*Task brief*
Answer these questions from the cervical cancer text below:
1. What does vaginal speculum examination reveal in most women?
2. How deep and how wide can microinvasive carcinoma invade into the underlying cervical stroma?
3. What name is given to cervical cancer in very early phases of stromal invasion?

Women with invasive cervical cancer often present with one or more of the following symptoms: intermenstrual bleeding, postcoital bleeding, heavier menstrual flows, excessive seropurulent discharge, foul smelling discharge, recurrent cystitis, urinary frequency and urgency, backache, and lower abdominal pain. In advanced stages, patients may present with breathlessness due to severe anaemia, obstructive uropathy, oedema of the lower limbs, haematuria, bowel obstruction and cachexia. Vaginal speculum examination reveals an ulceroproliferative growth in most women.
In very early phases of stromal invasion, cervical cancer may not generate any obvious symptoms or clinical features, and, therefore, is known as preclinical invasive disease. The earliest form of invasive cancer is histologically recognized as microinvasive carcinoma: cancers that have invaded no more than 5 mm deep and 7 mm wide into the underlying cervical stroma. Early invasive cancers appear as a tiny bud of invasive cells that have penetrated through the basement membrane and pushed into the underlying stroma (Figures 3.1 and 3.2
). Evidence of stromal reaction to invasion in the form of localized lymphocytic collection or loosening of the stroma surrounding the invasion may also be evident.

(Saved data entries)
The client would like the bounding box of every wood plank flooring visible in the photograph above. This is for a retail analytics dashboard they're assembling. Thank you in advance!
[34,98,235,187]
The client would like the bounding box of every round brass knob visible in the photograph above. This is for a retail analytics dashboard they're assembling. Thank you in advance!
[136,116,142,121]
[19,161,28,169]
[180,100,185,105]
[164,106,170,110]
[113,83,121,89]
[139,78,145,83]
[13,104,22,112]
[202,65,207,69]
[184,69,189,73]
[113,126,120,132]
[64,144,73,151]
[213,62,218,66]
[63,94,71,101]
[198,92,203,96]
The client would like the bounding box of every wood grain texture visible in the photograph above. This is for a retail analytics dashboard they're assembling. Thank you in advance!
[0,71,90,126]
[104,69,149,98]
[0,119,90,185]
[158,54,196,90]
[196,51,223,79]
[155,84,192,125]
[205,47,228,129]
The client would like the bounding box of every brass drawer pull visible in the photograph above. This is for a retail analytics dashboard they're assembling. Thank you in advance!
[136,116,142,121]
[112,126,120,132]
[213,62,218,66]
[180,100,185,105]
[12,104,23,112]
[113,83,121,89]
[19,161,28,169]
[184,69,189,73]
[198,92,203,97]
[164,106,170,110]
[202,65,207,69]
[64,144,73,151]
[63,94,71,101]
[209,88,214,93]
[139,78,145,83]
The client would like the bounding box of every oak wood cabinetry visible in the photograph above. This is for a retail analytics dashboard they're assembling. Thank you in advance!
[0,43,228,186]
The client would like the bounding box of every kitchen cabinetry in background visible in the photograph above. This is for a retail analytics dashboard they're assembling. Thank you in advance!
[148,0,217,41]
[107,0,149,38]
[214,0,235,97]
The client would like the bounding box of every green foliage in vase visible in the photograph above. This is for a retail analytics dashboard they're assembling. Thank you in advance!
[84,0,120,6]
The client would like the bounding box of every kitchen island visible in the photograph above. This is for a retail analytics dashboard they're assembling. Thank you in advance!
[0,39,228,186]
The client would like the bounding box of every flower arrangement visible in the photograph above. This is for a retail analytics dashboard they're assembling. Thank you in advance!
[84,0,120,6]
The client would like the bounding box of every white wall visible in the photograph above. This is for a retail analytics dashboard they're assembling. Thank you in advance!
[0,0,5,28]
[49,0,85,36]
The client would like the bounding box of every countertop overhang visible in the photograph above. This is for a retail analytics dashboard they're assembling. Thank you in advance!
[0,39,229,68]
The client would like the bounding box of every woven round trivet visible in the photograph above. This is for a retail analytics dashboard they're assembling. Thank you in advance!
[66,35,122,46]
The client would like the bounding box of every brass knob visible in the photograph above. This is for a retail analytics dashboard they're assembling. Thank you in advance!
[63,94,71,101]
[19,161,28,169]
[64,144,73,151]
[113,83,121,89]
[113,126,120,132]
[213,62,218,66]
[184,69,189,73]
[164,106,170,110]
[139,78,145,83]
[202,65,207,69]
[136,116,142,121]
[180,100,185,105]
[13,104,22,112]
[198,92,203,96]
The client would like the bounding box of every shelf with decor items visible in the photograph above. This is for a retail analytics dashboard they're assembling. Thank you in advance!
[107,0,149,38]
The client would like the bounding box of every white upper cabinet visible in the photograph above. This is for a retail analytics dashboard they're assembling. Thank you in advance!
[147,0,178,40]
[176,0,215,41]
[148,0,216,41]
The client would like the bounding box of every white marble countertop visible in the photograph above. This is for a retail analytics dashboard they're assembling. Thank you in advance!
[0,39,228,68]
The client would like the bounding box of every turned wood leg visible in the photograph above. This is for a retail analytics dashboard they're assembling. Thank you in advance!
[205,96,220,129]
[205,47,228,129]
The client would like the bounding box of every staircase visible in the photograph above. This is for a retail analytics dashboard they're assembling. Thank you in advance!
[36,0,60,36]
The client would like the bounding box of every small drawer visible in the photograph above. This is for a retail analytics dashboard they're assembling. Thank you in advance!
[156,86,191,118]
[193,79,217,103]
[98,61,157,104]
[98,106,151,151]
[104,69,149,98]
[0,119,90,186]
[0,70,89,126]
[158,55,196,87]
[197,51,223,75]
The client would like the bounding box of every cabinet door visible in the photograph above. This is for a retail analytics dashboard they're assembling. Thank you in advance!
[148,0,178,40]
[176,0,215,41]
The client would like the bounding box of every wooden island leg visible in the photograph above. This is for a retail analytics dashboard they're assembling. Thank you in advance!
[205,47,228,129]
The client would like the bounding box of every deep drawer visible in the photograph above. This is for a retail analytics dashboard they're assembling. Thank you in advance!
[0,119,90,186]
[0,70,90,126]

*Task solution*
1. An ulceroproliferative growth.
2. No more than 5 mm deep and 7 mm wide.
3. Preclinical invasive disease.